Start of TEXT BLOCK

She is currently a clinical professor of law at Northwestern Pritzker School of Law and has been a major force in obtaining support for incarcerated individuals seeking post-conviction relief in Illinois.
Shobha Mahadev, a law professor, did not set out to be a lawyer. She aspired to be a scientist and spent her time at Berkeley as an environmental science major researching native grasses. But when a friend took the LSAT, she became interested in a legal career. So she relocated to Chicago and enrolled in Northwestern’s J.D. program, where she specialized in public interest law.
The American Bar Association (ABA) named the Indian American “Fearless Children’s Lawyer of the Month” this month. She is currently a clinical professor of law at Northwestern Pritzker School of Law’s Children and Family Justice Center, assistant dean of the Bluhm Legal Clinic, and project director for the Illinois Coalition for the Fair Sentencing of Children.
According to the ABA, Mahadev has been a major force in obtaining support for incarcerated individuals seeking post-conviction relief in Illinois, which has resulted in many of those individuals returning home.
According to her ABA profile, her interest in juvenile defense began when she volunteered for a satellite juvenile justice clinic office during her first year as a law student. Angela Vigil, a current member of the Children’s Rights Litigation Committee (CRLC) Working Group, ran that clinic. .
In her third year, she joined Vigil’s juvenile justice clinic, which “formed the foundation for her future legal career,” according to the ABA.She worked for a law firm for the first three years after graduation, “seizing every opportunity to engage in pro bono criminal representation.””
She then worked for the Office of the State Appellate Defender (OSAD) for five years. She also collaborated with the Children and Family Justice Center (CFJC) on the creation of a handbook for juvenile court attorneys. She was eventually named coalition leader, “where she was charged with expanding the coalition to work with partners in the state and nationally to end juvenile life without parole,” according to the ABA. She worked hard to expand the coalition, which eventually included faith-based organizations, families, advocates, and pro bono attorneys.

End of TEXT BLOCK
Start of ENTRIES SUPPLIED

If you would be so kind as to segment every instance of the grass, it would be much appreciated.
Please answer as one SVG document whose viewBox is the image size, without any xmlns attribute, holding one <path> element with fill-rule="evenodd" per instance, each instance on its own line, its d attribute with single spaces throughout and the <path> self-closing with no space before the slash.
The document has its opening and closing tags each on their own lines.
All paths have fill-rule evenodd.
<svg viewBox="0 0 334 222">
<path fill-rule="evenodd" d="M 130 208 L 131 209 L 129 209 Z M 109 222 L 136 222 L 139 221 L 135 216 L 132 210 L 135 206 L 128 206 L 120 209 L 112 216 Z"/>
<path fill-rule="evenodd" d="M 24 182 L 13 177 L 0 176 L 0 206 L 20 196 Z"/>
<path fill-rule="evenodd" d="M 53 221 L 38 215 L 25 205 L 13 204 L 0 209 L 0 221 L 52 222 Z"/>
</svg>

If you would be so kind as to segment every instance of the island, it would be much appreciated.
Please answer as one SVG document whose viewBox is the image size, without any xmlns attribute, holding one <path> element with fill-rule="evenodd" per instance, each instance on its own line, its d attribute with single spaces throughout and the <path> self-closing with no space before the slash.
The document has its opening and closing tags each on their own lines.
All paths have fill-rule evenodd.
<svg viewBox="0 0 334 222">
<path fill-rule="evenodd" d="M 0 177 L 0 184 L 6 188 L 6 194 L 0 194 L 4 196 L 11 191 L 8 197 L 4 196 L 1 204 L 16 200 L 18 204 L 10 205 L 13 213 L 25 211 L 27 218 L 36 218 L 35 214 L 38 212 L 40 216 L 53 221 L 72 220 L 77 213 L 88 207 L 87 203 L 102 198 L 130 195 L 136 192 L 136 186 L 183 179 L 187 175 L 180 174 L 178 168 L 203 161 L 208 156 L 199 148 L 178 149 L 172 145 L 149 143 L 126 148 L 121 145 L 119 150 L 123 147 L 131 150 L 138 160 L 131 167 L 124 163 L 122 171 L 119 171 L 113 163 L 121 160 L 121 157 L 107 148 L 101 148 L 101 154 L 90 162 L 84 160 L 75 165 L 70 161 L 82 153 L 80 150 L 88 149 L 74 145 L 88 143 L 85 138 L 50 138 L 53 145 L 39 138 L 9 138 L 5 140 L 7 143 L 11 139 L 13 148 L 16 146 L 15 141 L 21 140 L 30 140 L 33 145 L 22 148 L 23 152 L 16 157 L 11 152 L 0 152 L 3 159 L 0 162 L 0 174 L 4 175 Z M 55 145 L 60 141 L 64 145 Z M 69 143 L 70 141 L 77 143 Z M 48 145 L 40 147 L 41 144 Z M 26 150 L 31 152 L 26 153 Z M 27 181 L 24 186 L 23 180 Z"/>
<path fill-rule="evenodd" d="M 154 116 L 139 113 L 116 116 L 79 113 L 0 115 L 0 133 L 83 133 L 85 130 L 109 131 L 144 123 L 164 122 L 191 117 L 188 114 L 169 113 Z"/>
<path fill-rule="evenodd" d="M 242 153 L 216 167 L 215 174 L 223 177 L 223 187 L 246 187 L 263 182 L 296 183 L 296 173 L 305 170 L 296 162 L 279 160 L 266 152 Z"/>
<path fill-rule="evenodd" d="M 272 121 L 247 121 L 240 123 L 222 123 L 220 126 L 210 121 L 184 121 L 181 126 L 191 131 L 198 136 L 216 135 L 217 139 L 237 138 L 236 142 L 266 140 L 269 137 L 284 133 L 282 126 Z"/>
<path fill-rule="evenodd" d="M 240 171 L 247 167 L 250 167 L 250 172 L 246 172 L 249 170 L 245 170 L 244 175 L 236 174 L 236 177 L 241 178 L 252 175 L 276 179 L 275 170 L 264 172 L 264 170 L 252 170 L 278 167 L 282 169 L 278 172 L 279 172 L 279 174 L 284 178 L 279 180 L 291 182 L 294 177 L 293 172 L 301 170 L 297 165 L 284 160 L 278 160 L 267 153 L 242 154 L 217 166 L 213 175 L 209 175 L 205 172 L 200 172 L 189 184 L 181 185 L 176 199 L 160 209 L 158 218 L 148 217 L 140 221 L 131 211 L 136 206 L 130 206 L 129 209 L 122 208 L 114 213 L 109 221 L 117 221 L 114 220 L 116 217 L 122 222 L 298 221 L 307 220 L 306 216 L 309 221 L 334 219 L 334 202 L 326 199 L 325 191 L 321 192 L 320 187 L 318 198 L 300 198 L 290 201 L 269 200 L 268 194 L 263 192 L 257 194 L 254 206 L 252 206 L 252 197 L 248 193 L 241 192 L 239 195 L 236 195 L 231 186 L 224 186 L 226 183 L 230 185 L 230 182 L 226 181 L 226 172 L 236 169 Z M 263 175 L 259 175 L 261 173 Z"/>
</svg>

End of ENTRIES SUPPLIED

WHAT TO WORK ON: In the article about Shobha Mahadev, what was her major at Berkeley? You won't need the items for this.

EXERCISE ANSWER: Environmental science